• Task list:
1. In the Regency season text below, from which month to which month would the season roughly run?
2. For each statement, say whether it agrees with the Regency season text below. Answer yes or no, and quote the deciding words of the text.
(a) The Duchy of Cornwall pays Prince William 21 million pounds annually.
(b) In 1837, Parliament was dissolved early because of the death of William IV.
(c) Young girls were allowed to attend social events without a chaperone.
3. Write out the passage of the Regency season text below, starting with "i really liked" and going on through "Great video, thanks!".

• Text shown:
══════
Regency "mating" season had little to do with love. It was all about families finding for their offspring a suitable partner, with the right social background and good financial expectations. Manners and behaviour were strictly codified, and the young girls chaperoned at all times, because if a girl was "compromised", her whole life prospects could be ruined.
It would coincide with the sitting of Parliament, so it would run from roughly November to June, with the spring months being particularly focused on the "marriage season" aspect.
@@Historidame In 1835 Parliament sat from 19/2/1835 to 10/9/35 . In 1836 from 4/2/36 to 20/8/36. In 1837, Parliament was dissolved early because of the death of William IV, the last time that happened because the rule was changed in 1867. So was the season early Spring to late Summer in those years? Parliament sat longer than the three months of the Season.
i really liked the costestimation. Then 100 pounds gives an idea that you couldnt afford the season ans MR Darcy with at least 10 000 punds a year for sure could affford it
We hear the comments in shows that, so and so has $5,000 or $10,000 a year. Can you do a video on where the monies of the rich came from. I have also noted that there were some sorts of investments that would net them a yearly income, what sorts of investments would net a steady income like that? Great video, thanks!
Land and rents. Some might put money into railroads or factories. But being "in trade" was not quite respectable. These were true capitalists, not the entrepreneurs we call capitalists today. They invested their money (or credit as landowners) in other idea men. Today the Duchy of Cornwall pays Prince William 21 million pounds annually as well as donating 100 million pounds to charities. To be fair, William doesn't have much to do with the Duchy, which was built up as a money machine by his father who invested his time, money, and ideas in several money earning ventures- like cookies and jams sold in supermarkets, an entire new town, Poundsbury, holiday rentals, and gardening supplies.
So essentially , these rich individuals led a perfectly vacuous life based on ritualised pre marital social exchanges intended to foster their wealth , even to the point of inbreeding and the overt use of women as financial pwns. And the meantime, so many wretched people struggled to survive. Despicable .
══════
• Supplied records:

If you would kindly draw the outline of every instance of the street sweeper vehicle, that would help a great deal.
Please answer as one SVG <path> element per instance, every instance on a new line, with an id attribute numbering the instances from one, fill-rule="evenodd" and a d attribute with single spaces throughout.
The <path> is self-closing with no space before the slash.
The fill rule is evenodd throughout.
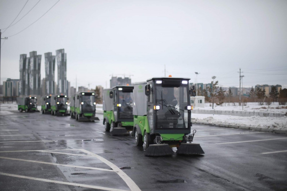
<path id="1" fill-rule="evenodd" d="M 51 113 L 51 95 L 42 96 L 41 98 L 41 110 L 43 114 Z"/>
<path id="2" fill-rule="evenodd" d="M 55 95 L 51 96 L 51 114 L 53 115 L 67 115 L 69 98 L 66 95 Z"/>
<path id="3" fill-rule="evenodd" d="M 20 112 L 38 111 L 37 108 L 37 98 L 31 96 L 24 98 L 17 98 L 18 109 Z"/>
<path id="4" fill-rule="evenodd" d="M 96 98 L 95 93 L 92 91 L 80 92 L 73 96 L 71 104 L 74 107 L 71 112 L 73 117 L 79 121 L 99 121 L 96 116 Z"/>
<path id="5" fill-rule="evenodd" d="M 195 96 L 195 86 L 190 89 L 189 78 L 154 77 L 135 85 L 133 135 L 147 156 L 201 154 L 199 144 L 191 143 L 196 130 L 191 133 L 190 94 Z"/>
<path id="6" fill-rule="evenodd" d="M 112 135 L 128 135 L 132 131 L 133 89 L 133 86 L 127 85 L 104 89 L 103 123 Z"/>

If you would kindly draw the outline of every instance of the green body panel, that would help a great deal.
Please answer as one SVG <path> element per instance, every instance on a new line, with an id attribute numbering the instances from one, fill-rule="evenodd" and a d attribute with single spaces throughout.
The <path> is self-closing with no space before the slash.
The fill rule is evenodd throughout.
<path id="1" fill-rule="evenodd" d="M 174 139 L 176 141 L 182 141 L 184 134 L 160 134 L 163 141 L 169 141 L 171 139 Z"/>
<path id="2" fill-rule="evenodd" d="M 146 115 L 144 116 L 134 115 L 133 126 L 135 126 L 136 125 L 137 125 L 141 129 L 141 132 L 142 135 L 144 134 L 145 131 L 146 131 L 148 133 L 149 133 L 150 132 L 150 125 L 148 120 L 148 116 Z"/>
<path id="3" fill-rule="evenodd" d="M 133 121 L 122 121 L 121 122 L 122 123 L 122 126 L 133 126 Z"/>
<path id="4" fill-rule="evenodd" d="M 93 114 L 91 113 L 84 113 L 83 115 L 85 117 L 92 117 Z"/>
<path id="5" fill-rule="evenodd" d="M 114 116 L 114 112 L 112 111 L 104 111 L 104 118 L 106 117 L 108 120 L 109 123 L 110 124 L 111 121 L 113 120 L 115 121 L 115 116 Z"/>
<path id="6" fill-rule="evenodd" d="M 25 105 L 18 105 L 18 110 L 19 110 L 20 108 L 22 108 L 22 109 L 23 110 L 25 110 L 26 109 L 28 109 L 28 107 L 27 107 L 27 106 Z"/>
<path id="7" fill-rule="evenodd" d="M 80 108 L 75 107 L 75 111 L 76 112 L 76 115 L 79 114 L 80 113 Z"/>

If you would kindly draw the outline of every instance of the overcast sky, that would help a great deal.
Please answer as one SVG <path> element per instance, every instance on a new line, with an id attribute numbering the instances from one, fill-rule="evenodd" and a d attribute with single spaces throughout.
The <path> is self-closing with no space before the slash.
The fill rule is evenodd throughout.
<path id="1" fill-rule="evenodd" d="M 18 33 L 58 0 L 41 0 L 4 32 L 26 0 L 0 1 L 1 37 Z M 14 23 L 38 1 L 29 0 Z M 38 21 L 1 40 L 1 76 L 19 79 L 20 55 L 64 48 L 71 86 L 109 87 L 112 74 L 132 82 L 166 75 L 223 87 L 287 87 L 287 1 L 60 0 Z M 4 42 L 5 41 L 5 42 Z M 2 45 L 3 44 L 3 45 Z M 57 70 L 57 68 L 56 70 Z M 55 77 L 57 80 L 57 77 Z"/>

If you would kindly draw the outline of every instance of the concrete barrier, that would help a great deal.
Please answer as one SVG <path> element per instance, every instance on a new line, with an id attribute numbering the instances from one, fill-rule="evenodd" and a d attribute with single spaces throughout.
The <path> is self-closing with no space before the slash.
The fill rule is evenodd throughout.
<path id="1" fill-rule="evenodd" d="M 241 117 L 282 117 L 286 116 L 286 114 L 264 112 L 254 112 L 239 111 L 220 111 L 211 110 L 193 110 L 192 113 L 201 114 L 214 114 L 216 115 L 233 115 Z"/>

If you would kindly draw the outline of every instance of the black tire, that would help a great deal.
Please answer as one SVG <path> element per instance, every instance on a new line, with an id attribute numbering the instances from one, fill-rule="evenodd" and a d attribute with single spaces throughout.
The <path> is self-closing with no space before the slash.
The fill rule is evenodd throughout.
<path id="1" fill-rule="evenodd" d="M 105 127 L 105 130 L 106 131 L 109 131 L 110 129 L 110 124 L 107 122 L 106 120 L 105 120 L 105 123 L 104 124 Z"/>
<path id="2" fill-rule="evenodd" d="M 150 135 L 149 133 L 148 133 L 146 131 L 144 133 L 144 144 L 143 145 L 143 147 L 144 149 L 146 150 L 150 145 L 152 144 L 151 139 L 150 138 Z"/>
<path id="3" fill-rule="evenodd" d="M 115 122 L 113 121 L 111 121 L 110 126 L 110 130 L 111 131 L 114 129 L 114 128 L 116 127 L 116 124 Z"/>
<path id="4" fill-rule="evenodd" d="M 143 136 L 140 134 L 137 133 L 137 130 L 135 130 L 135 144 L 137 146 L 141 147 L 143 146 L 144 141 L 143 141 Z"/>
══════
• Outputs by task:
1. Roughly November to June.

2.
(a) Yes: "Today the Duchy of Cornwall pays Prince William 21 million pounds annually"
(b) Yes: "In 1837, Parliament was dissolved early because of the death of William IV"
(c) No: "the young girls chaperoned at all times"

3.
i really liked the costestimation. Then 100 pounds gives an idea that you couldnt afford the season ans MR Darcy with at least 10 000 punds a year for sure could affford it
We hear the comments in shows that, so and so has $5,000 or $10,000 a year. Can you do a video on where the monies of the rich came from. I have also noted that there were some sorts of investments that would net them a yearly income, what sorts of investments would net a steady income like that? Great video, thanks!